Copy every line of the listing below that contains the string "road". Matching is case-sensitive.
__________________________________________________
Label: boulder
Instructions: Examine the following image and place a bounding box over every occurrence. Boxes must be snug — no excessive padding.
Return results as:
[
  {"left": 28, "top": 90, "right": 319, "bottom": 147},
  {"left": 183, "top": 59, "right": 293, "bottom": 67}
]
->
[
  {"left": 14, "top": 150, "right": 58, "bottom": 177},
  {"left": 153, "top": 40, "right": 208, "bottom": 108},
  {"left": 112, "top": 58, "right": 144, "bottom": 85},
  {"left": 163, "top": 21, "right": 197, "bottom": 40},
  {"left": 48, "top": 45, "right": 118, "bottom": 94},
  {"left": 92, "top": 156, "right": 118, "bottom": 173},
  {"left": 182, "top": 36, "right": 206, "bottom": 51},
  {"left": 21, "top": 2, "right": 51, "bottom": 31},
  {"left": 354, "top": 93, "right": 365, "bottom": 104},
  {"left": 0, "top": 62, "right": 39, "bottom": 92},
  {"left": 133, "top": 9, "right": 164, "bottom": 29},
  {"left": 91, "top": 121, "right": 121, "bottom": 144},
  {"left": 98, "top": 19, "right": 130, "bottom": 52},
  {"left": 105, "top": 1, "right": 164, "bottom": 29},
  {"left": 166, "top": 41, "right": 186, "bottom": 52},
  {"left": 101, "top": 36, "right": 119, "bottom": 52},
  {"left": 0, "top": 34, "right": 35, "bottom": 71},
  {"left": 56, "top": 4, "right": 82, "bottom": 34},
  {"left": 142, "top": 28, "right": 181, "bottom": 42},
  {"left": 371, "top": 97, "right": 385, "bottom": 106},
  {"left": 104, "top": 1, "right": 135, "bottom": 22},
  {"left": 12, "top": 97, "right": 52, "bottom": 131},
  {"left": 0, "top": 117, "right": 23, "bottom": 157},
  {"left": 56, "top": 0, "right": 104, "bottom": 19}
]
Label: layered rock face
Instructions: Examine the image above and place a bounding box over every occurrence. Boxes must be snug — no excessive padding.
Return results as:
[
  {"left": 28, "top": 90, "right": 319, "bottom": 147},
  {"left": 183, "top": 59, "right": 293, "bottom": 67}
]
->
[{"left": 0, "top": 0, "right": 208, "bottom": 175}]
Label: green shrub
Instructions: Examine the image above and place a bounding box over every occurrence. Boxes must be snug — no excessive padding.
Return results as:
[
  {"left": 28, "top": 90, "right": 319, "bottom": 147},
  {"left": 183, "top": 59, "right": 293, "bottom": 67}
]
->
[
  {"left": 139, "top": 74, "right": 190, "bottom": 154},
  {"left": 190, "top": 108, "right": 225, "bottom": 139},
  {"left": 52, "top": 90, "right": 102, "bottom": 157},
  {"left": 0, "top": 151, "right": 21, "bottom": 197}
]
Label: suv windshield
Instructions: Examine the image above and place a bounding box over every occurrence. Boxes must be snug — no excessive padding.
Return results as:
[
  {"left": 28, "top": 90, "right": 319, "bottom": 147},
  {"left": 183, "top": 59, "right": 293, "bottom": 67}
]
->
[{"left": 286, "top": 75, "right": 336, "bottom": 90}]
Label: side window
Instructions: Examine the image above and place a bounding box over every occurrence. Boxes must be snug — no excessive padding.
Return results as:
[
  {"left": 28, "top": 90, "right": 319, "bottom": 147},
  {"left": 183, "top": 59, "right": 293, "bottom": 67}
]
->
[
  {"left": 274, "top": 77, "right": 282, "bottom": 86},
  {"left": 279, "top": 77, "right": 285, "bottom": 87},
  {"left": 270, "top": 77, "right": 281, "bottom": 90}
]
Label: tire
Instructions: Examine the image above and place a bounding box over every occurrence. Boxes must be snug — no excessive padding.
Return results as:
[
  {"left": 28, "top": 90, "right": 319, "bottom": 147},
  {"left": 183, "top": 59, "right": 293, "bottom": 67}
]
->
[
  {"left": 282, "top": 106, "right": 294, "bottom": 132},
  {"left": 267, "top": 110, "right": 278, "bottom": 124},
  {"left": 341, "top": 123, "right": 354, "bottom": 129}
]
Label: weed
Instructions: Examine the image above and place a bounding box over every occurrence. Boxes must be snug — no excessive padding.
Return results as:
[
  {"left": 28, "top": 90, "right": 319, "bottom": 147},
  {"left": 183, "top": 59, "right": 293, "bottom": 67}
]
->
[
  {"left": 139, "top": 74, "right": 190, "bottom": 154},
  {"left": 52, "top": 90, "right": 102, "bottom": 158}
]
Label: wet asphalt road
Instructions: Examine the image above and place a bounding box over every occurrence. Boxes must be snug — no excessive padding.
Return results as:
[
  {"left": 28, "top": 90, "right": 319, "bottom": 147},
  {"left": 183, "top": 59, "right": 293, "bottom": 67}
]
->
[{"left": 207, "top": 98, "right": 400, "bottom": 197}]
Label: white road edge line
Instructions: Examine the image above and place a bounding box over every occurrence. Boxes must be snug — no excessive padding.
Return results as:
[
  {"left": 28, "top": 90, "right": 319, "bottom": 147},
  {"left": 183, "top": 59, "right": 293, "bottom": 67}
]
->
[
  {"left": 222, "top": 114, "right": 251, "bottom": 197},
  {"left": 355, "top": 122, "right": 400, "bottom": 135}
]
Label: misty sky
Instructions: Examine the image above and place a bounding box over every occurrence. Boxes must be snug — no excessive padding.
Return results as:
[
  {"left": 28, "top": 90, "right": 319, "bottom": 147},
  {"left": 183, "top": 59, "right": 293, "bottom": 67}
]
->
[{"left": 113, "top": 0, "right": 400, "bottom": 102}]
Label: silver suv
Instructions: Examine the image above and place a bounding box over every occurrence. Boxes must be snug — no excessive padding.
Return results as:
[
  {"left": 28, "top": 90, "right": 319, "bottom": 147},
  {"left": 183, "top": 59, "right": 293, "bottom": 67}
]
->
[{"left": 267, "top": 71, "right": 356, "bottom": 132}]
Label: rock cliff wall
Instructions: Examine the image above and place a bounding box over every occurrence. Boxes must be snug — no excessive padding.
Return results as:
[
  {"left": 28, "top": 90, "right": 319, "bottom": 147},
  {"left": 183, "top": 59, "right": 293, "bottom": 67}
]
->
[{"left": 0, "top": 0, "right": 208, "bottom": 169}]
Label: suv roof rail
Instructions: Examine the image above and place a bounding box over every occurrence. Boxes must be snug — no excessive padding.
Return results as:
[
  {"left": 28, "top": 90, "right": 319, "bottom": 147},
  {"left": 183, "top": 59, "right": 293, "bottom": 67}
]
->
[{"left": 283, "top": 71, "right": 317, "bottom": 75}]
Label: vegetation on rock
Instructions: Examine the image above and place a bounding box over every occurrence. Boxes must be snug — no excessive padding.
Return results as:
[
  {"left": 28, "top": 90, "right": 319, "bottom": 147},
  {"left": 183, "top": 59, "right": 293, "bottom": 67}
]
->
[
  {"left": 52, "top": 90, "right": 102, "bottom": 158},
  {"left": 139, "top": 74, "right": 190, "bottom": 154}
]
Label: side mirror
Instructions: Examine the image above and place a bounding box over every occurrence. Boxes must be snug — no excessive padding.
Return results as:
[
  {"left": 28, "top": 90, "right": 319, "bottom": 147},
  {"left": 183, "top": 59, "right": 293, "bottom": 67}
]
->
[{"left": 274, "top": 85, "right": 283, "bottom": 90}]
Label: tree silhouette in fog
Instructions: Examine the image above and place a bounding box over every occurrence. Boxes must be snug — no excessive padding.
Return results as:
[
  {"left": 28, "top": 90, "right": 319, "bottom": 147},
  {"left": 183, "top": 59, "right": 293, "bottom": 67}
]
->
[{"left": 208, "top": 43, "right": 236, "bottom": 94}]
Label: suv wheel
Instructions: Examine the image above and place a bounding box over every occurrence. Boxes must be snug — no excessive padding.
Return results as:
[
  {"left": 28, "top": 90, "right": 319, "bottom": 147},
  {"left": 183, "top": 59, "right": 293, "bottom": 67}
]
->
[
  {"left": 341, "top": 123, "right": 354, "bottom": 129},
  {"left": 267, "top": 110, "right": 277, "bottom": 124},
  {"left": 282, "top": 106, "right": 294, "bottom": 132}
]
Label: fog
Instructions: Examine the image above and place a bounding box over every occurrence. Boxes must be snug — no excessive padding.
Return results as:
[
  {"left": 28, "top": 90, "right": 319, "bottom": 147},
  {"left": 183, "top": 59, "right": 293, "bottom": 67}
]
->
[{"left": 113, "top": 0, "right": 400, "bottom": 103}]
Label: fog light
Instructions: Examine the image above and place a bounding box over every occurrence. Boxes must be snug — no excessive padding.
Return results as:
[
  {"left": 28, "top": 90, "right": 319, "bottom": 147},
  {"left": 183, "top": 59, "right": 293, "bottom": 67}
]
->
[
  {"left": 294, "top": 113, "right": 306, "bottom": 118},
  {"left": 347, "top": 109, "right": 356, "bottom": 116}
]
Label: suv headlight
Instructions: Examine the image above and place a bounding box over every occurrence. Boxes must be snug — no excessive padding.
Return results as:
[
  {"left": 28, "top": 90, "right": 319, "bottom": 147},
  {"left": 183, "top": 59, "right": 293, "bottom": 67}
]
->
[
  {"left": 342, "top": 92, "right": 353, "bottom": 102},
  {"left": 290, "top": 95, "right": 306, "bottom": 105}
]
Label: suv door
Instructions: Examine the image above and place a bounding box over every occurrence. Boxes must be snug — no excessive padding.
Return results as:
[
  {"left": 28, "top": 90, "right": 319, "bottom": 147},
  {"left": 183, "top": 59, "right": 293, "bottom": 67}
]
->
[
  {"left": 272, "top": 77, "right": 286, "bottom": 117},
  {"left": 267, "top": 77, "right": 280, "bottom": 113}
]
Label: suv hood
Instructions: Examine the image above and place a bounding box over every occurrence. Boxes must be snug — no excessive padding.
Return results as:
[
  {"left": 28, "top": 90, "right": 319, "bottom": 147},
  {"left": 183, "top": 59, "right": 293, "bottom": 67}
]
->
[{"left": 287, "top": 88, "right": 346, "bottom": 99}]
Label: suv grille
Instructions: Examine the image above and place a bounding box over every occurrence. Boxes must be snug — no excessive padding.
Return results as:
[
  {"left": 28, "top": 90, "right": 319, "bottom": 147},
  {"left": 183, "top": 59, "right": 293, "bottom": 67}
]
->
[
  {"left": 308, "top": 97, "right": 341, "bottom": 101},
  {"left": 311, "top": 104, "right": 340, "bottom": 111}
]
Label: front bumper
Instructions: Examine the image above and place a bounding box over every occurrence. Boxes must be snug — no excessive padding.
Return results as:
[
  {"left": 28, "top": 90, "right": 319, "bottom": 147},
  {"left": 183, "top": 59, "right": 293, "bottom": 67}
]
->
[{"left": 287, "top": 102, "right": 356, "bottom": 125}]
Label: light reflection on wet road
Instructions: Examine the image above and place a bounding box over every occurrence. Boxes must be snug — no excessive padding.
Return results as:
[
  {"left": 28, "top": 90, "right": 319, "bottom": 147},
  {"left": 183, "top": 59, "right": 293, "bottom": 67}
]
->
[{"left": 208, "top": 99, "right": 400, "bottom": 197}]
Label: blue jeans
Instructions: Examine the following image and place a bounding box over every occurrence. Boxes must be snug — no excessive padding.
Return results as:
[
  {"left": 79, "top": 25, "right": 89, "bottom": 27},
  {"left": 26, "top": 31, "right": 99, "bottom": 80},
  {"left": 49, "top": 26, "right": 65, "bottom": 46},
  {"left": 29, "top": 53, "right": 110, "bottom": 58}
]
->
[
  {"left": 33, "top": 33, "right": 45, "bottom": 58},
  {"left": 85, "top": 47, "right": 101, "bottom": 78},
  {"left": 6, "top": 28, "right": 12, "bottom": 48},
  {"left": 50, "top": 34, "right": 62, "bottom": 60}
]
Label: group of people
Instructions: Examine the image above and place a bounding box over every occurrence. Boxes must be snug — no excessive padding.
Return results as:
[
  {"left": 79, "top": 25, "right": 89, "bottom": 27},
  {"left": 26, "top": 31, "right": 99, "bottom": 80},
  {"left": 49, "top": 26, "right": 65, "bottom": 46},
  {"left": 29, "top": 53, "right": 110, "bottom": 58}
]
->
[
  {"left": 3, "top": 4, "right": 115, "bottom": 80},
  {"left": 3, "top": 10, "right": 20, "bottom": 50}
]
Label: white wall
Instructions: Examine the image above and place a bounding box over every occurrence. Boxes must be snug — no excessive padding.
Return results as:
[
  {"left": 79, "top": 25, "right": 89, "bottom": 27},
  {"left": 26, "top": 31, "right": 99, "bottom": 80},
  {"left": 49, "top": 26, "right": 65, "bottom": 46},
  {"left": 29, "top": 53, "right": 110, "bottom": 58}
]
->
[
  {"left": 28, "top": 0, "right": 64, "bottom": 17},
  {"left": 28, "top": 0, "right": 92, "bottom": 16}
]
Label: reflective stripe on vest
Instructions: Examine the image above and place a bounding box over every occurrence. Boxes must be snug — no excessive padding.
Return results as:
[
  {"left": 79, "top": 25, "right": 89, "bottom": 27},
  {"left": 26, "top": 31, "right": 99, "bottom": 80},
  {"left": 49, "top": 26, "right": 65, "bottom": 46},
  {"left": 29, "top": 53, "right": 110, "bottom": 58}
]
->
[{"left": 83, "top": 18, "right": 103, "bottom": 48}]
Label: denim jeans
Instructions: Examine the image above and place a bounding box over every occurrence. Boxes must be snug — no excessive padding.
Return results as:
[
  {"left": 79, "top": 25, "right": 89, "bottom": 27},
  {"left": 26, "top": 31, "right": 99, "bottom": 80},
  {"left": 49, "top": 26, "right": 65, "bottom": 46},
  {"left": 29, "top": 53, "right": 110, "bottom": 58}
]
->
__________________________________________________
Response below
Label: wet asphalt road
Label: white road edge line
Label: light reflection on wet road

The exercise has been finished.